#### [Exercise prompt]
Answer with the exact lines of the following material from the one containing "of the narrow" through the one containing "of the dark", both end lines included.

BEGIN Data shown

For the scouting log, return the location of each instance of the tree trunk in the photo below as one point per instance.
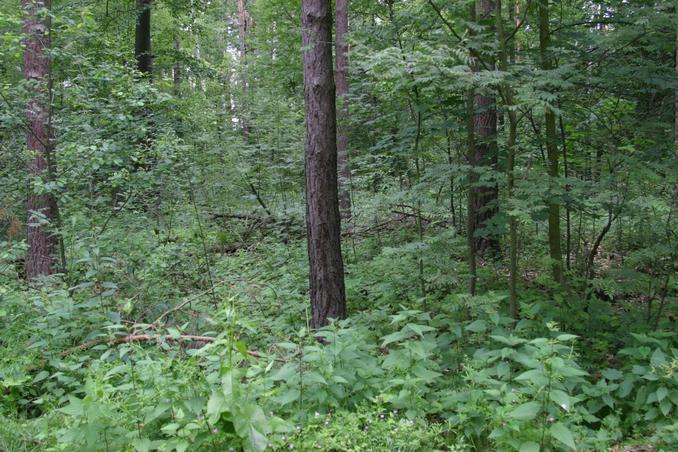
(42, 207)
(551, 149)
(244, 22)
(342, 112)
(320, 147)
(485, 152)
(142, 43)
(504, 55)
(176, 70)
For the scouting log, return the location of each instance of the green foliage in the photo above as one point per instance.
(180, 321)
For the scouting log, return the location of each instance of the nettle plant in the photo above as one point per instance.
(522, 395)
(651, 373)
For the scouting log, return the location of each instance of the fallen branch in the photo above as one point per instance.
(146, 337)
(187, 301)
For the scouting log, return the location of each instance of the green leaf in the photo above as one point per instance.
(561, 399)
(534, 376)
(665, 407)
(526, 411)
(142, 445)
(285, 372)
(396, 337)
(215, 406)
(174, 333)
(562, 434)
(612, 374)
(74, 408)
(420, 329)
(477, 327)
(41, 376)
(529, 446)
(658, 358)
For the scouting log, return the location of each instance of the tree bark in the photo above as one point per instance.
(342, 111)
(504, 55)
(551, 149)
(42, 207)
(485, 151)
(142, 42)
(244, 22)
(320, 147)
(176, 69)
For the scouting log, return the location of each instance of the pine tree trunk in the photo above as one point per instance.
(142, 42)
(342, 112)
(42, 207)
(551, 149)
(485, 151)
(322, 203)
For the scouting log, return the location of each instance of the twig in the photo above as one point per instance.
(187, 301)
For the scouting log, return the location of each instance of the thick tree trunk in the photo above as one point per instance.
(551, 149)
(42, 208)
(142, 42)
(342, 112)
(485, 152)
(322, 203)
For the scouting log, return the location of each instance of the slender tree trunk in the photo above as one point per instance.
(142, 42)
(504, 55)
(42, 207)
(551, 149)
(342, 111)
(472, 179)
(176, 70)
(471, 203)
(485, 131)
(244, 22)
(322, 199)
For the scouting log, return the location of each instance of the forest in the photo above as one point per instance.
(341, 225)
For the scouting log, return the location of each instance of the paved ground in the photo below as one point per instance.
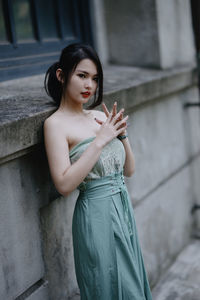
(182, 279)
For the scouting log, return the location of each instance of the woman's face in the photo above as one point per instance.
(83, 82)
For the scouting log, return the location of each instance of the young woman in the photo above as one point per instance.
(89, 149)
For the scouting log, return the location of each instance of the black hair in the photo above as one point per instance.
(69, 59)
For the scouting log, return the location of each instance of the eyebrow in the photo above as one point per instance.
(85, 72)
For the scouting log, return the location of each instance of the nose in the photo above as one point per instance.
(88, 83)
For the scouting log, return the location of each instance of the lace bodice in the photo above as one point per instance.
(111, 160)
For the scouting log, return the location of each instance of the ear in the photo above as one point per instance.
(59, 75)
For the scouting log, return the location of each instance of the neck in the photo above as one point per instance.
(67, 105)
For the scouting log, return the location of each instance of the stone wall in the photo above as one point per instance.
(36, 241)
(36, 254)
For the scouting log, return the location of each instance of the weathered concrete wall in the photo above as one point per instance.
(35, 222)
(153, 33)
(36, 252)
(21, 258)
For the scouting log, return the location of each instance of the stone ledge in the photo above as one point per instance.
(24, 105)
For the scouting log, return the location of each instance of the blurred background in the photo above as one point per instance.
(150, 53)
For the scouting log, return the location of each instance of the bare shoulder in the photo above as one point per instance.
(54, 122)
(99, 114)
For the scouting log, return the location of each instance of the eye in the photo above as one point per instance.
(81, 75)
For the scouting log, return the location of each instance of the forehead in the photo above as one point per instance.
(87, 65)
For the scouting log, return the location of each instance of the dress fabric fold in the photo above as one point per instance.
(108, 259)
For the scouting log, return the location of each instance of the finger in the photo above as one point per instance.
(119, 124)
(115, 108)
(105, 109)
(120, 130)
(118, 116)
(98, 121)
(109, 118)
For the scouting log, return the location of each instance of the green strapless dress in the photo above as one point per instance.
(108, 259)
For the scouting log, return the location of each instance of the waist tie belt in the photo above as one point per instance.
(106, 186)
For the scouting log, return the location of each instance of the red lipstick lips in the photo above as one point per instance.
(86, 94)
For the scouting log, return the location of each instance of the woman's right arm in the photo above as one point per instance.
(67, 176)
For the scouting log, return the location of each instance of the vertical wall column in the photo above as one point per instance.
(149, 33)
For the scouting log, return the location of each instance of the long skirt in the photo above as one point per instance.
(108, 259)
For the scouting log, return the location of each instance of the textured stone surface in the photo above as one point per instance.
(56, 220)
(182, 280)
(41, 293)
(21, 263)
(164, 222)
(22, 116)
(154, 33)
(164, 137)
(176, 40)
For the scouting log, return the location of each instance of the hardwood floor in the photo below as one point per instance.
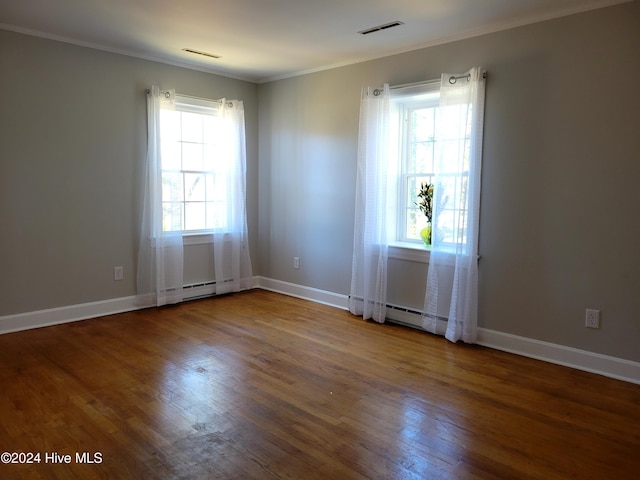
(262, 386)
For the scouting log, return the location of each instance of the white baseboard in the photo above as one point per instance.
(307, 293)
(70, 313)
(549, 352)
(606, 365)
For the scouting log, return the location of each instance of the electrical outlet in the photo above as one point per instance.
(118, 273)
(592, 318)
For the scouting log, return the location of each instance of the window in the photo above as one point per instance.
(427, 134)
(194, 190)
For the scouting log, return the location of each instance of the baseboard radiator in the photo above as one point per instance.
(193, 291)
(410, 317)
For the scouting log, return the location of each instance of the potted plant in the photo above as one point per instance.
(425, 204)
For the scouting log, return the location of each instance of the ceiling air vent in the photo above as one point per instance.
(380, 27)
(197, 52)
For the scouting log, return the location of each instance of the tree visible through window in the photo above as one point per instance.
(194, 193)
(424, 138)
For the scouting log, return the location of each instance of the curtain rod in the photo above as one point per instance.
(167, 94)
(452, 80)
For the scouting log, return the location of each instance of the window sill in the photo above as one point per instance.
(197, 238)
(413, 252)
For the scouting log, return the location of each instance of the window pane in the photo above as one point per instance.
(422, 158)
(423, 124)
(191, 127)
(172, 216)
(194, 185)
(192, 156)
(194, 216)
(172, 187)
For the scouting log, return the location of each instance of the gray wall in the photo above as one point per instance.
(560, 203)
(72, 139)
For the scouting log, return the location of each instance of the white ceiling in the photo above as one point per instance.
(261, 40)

END Data shown
BEGIN Data shown

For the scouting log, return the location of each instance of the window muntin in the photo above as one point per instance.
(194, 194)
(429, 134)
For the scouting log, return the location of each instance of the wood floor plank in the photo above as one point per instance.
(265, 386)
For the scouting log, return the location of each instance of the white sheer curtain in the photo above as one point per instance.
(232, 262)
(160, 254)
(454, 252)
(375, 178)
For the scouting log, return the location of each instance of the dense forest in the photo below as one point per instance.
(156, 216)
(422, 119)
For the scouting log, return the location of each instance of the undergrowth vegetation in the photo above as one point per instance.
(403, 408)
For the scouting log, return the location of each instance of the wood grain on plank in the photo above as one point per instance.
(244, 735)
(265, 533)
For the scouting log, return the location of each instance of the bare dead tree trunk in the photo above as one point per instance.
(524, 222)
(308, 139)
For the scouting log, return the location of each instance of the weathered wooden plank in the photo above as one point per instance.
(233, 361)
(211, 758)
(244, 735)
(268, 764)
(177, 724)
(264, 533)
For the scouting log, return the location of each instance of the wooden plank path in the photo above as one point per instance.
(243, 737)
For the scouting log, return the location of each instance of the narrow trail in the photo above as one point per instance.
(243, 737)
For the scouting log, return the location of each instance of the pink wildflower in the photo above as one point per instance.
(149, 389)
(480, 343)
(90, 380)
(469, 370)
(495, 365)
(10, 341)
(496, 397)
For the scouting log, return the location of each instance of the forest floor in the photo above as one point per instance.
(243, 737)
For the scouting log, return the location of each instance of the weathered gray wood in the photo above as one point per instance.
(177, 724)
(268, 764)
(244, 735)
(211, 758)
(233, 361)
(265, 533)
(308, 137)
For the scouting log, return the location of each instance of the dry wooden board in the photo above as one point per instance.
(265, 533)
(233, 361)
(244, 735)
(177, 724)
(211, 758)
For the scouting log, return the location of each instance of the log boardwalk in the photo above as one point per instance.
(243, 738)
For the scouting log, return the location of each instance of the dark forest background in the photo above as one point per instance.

END Data shown

#### [Result]
For the scouting log, return the location of each instance of the narrow trail in the photo above as one point per instance.
(243, 737)
For the scouting log, return the location of each instance of the pink wildflower in the photo above as one point per instance.
(149, 389)
(480, 343)
(90, 380)
(469, 370)
(495, 365)
(10, 341)
(496, 397)
For the scouting log, return the location of each instance of the forest floor in the photo above as one point per instance.
(243, 737)
For the scouting log, return the location of each instance of the weathered gray wood in the photo above as one point per instance.
(177, 724)
(268, 764)
(244, 735)
(211, 758)
(233, 361)
(265, 533)
(308, 137)
For the scouting log, return the location of each instance of the dry wooden board in the photo above as one point per instance.
(265, 533)
(233, 361)
(244, 735)
(177, 724)
(211, 758)
For the scouting log, return the location of each instance of the log boardwalk in the photo above as one point per instance.
(243, 738)
For the scouting log, return the location of each instance of the dark forest background in the photo above as one point per instance.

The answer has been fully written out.